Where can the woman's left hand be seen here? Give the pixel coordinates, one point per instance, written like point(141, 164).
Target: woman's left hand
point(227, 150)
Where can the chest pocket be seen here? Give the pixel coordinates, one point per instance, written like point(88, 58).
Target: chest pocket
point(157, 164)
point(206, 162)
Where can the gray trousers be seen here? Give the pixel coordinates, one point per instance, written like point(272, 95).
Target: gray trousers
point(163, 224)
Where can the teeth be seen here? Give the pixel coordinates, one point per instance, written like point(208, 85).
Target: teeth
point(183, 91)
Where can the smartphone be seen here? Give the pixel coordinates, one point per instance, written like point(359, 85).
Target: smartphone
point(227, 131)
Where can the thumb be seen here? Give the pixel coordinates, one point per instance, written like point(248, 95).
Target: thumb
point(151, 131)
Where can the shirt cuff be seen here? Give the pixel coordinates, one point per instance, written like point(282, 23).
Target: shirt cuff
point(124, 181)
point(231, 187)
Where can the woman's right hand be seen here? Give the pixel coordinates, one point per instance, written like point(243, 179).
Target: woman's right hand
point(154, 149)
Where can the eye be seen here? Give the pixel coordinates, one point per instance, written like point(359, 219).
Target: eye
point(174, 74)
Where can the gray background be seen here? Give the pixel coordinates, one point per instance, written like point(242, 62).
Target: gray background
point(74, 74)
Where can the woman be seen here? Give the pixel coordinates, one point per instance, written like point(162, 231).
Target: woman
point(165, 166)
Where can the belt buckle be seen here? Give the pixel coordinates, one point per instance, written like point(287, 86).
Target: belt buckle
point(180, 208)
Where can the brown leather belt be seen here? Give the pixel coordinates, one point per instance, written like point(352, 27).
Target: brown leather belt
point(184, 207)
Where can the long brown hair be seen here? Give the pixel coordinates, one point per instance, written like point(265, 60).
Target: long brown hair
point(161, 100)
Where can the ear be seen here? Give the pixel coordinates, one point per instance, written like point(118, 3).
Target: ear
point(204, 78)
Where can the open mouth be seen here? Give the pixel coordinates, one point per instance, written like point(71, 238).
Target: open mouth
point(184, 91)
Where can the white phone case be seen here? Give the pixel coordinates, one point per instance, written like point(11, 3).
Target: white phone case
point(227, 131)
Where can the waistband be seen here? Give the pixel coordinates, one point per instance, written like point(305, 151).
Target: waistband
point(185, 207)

The task - Retype the listing exactly, in full.

Problem solution -
Where can the woman's left hand be seen here? Give the pixel coordinates, one point per instance, written like point(141, 164).
Target: woman's left hand
point(227, 150)
Where can the chest pocket be seen here? Give the pixel coordinates, one point per instance, written like point(88, 58).
Target: chest pocket
point(157, 164)
point(206, 162)
Where can the gray trousers be seen here? Give the pixel coordinates, one point per instance, written like point(272, 95).
Target: gray trousers
point(163, 224)
Where can the teeth be seen here? Give the pixel coordinates, one point per instance, written like point(208, 85).
Target: teeth
point(183, 91)
Where can the smartphone be seen here? Give the pixel coordinates, one point per instance, written like point(359, 85).
Target: smartphone
point(227, 131)
Where can the thumb be seen here? Give the pixel coordinates, one point per instance, written like point(248, 95).
Target: thumb
point(151, 131)
Where can the shirt cuff be seen here? Give the pixel coordinates, one point per instance, written like point(282, 23).
Target: shirt cuff
point(124, 181)
point(231, 187)
Where can the woman's right hand be seen here? Give the pixel coordinates, one point per instance, written like point(243, 179).
Target: woman's right hand
point(154, 149)
Where can the eye be seen here? Give the pixel coordinates, one point per instance, written like point(359, 219).
Target: eye
point(174, 74)
Where can the gray background be seen here? Give the pixel coordinates, one point per instance, written like point(242, 62).
Target: gray background
point(74, 74)
Where can the woman be seen here? Give the pixel coordinates, one point per instance, written like point(162, 231).
Target: woman
point(165, 166)
Where can the belt buckle be seen here? Give the pixel coordinates, one point per instance, written like point(287, 86).
Target: belt buckle
point(180, 208)
Where can the brown leather belt be seen here? Give the pixel coordinates, one point per instance, written like point(352, 27).
Target: brown leather belt
point(184, 207)
Where can the long brown hair be seen here? Give the pixel coordinates, one point per instance, written like point(265, 60).
Target: long brown hair
point(161, 100)
Where can the ear be seen here? Give the pixel coordinates, one point per instance, written like point(118, 3).
Target: ear
point(204, 78)
Where can the open mouth be seen here? Give the pixel coordinates, one point per instance, written like point(71, 238).
Target: open mouth
point(184, 91)
Where can the white phone case be seen here? Give the pixel coordinates, one point per instance, written like point(11, 3).
Target: white phone case
point(227, 131)
Where can the waistband be seen here? Give the pixel coordinates, one point per instance, written like point(305, 151).
Target: waistband
point(185, 207)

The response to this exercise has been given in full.